» **Stated goal**
Skip all pictures. Set down only the lines starting at the line containing "Place one point per instance of the sky." and running to the end of the listing.

══ Extracted records ══

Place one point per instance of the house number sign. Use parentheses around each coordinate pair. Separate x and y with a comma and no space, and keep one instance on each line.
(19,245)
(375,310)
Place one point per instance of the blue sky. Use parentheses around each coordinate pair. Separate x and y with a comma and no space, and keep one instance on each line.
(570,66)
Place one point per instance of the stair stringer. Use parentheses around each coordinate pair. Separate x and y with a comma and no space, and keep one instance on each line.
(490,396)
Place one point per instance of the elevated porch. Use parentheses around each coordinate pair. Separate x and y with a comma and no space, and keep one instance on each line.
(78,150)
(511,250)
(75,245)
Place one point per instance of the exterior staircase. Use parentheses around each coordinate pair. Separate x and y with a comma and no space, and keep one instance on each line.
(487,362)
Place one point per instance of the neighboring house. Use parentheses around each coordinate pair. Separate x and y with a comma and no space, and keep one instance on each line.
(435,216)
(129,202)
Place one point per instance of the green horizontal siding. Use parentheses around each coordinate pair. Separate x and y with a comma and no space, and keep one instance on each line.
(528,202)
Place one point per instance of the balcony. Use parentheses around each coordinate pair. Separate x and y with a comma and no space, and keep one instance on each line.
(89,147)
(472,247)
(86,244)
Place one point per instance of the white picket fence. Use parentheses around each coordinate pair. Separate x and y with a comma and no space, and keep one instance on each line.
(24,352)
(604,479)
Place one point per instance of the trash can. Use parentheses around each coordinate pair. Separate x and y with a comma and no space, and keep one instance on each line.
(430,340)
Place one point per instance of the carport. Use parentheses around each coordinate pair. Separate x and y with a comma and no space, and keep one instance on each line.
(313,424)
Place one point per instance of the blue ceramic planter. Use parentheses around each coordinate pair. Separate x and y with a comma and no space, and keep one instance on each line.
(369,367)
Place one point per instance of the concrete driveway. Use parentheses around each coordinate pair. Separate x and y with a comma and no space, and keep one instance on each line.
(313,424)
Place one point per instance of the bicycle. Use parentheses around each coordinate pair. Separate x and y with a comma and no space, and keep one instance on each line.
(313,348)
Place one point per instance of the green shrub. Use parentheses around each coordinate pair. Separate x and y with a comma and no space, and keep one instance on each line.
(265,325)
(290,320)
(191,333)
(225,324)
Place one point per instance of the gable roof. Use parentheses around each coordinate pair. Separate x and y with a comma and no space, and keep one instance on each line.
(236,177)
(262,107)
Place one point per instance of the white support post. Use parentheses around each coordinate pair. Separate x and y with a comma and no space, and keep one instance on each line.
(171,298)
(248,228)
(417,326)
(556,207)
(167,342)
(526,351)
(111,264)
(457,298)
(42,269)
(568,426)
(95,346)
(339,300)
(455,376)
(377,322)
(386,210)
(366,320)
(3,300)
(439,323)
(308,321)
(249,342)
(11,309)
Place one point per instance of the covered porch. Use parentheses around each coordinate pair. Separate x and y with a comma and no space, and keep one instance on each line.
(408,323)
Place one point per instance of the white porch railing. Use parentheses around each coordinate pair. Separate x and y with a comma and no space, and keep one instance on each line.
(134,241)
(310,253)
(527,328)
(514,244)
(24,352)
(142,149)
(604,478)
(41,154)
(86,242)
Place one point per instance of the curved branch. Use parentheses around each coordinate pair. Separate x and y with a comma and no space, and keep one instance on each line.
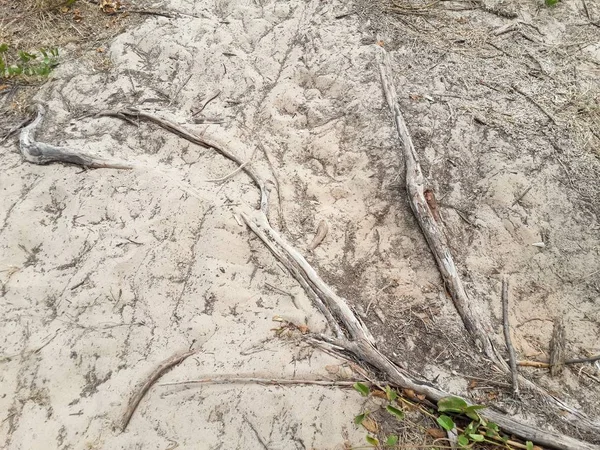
(40,153)
(132,113)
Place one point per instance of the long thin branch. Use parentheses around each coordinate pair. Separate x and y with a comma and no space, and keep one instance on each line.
(362,348)
(509,346)
(253,380)
(432,228)
(139,394)
(41,153)
(132,113)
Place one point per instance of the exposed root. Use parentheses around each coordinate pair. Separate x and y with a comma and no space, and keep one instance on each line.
(40,153)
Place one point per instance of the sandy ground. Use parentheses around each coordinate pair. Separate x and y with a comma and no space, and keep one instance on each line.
(106,273)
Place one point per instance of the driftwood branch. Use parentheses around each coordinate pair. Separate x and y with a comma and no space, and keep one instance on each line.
(134,114)
(40,153)
(269,381)
(354,337)
(360,345)
(141,391)
(509,346)
(557,347)
(428,220)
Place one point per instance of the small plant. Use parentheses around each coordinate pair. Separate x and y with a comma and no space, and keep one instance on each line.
(450,408)
(28,64)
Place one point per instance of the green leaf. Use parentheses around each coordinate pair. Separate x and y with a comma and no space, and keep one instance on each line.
(395,411)
(453,404)
(493,426)
(359,419)
(446,422)
(392,440)
(471,428)
(476,437)
(362,388)
(463,441)
(391,394)
(371,440)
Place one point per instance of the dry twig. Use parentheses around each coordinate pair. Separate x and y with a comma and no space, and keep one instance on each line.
(509,346)
(137,397)
(40,153)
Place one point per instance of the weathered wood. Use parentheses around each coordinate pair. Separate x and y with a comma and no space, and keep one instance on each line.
(557,347)
(361,344)
(474,323)
(135,114)
(511,350)
(141,391)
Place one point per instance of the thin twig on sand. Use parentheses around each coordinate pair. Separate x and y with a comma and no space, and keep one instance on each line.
(269,381)
(40,153)
(557,347)
(132,113)
(509,346)
(137,397)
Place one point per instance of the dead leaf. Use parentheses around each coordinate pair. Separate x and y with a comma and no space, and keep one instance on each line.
(370,425)
(436,433)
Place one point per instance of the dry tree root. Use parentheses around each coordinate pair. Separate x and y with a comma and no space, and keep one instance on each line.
(358,342)
(131,114)
(557,347)
(509,346)
(137,397)
(352,337)
(266,381)
(40,153)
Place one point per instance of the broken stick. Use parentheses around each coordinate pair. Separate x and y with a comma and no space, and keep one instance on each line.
(426,217)
(360,344)
(509,346)
(137,397)
(557,347)
(132,113)
(41,153)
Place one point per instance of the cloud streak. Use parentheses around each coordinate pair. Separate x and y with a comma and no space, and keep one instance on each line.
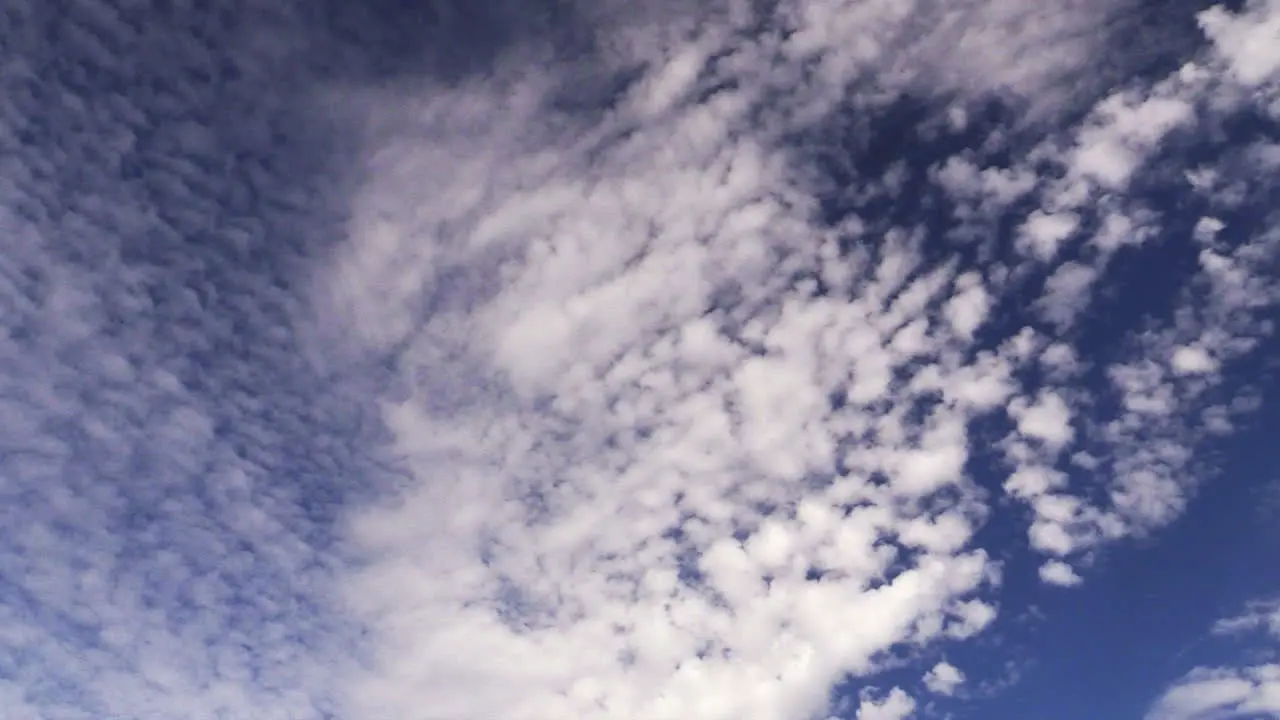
(716,452)
(640,386)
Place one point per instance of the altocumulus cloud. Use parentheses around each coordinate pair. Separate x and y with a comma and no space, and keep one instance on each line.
(635,387)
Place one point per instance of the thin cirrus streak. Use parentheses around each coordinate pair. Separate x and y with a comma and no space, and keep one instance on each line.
(716,446)
(675,382)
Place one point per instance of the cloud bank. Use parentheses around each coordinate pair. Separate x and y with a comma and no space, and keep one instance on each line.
(688,441)
(679,381)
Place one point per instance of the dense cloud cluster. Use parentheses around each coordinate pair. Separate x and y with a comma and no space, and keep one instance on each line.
(670,378)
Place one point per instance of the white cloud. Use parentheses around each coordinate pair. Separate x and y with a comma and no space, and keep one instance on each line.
(944,678)
(1193,360)
(1048,419)
(563,425)
(1066,294)
(690,474)
(894,706)
(1057,573)
(1207,693)
(1264,616)
(1043,233)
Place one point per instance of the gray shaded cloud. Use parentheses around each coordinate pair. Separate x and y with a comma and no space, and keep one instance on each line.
(170,466)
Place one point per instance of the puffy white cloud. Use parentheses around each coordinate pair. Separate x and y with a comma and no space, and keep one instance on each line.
(589,413)
(896,705)
(1057,573)
(944,678)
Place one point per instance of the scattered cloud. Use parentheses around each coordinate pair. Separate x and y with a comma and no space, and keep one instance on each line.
(539,411)
(944,679)
(1057,573)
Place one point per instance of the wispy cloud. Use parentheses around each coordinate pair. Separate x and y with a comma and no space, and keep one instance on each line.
(1249,691)
(588,401)
(716,451)
(169,466)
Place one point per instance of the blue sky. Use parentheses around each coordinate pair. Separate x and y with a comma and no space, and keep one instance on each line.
(716,360)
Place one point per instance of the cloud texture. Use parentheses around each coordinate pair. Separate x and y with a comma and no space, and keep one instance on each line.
(673,382)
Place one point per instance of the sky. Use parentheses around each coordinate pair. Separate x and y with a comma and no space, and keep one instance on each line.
(639,360)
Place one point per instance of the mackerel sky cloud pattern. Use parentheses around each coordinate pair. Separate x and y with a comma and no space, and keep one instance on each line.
(714,360)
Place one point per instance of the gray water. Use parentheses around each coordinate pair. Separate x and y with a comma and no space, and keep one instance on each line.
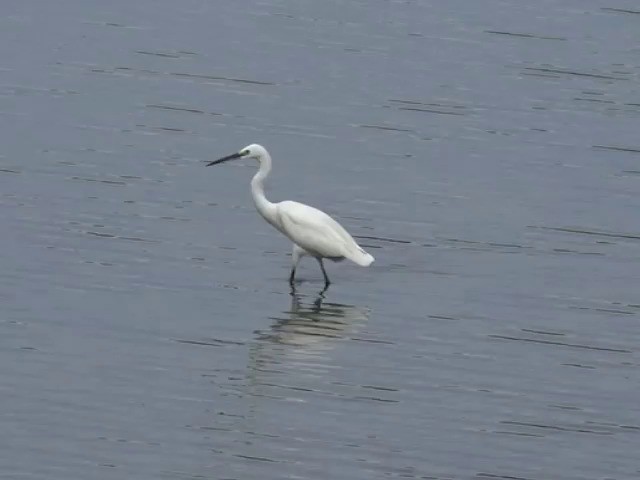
(486,153)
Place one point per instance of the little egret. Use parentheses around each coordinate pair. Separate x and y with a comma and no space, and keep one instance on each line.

═══

» **Solution to this task**
Place one point per instance of the sky. Use parentheses around each coordinate pair. Separate x and y with a comma and no space, and keep one instance on each line.
(639,360)
Place one point per instance of the mackerel sky cloud pattern. Use parentheses around each coordinate pair. Separate x and y with a comma and no space, and keep one instance on each line.
(714,360)
Place one point per instance of the gray water. Use parentheses around each coordinate pair. Separate x and y with a comma and no space, and keep one instance on each line.
(486,153)
Place one point per instance of the little egret. Use parentheses around each coordinate pair. Separate x and y with a comma and no space, and keep one instance on each line.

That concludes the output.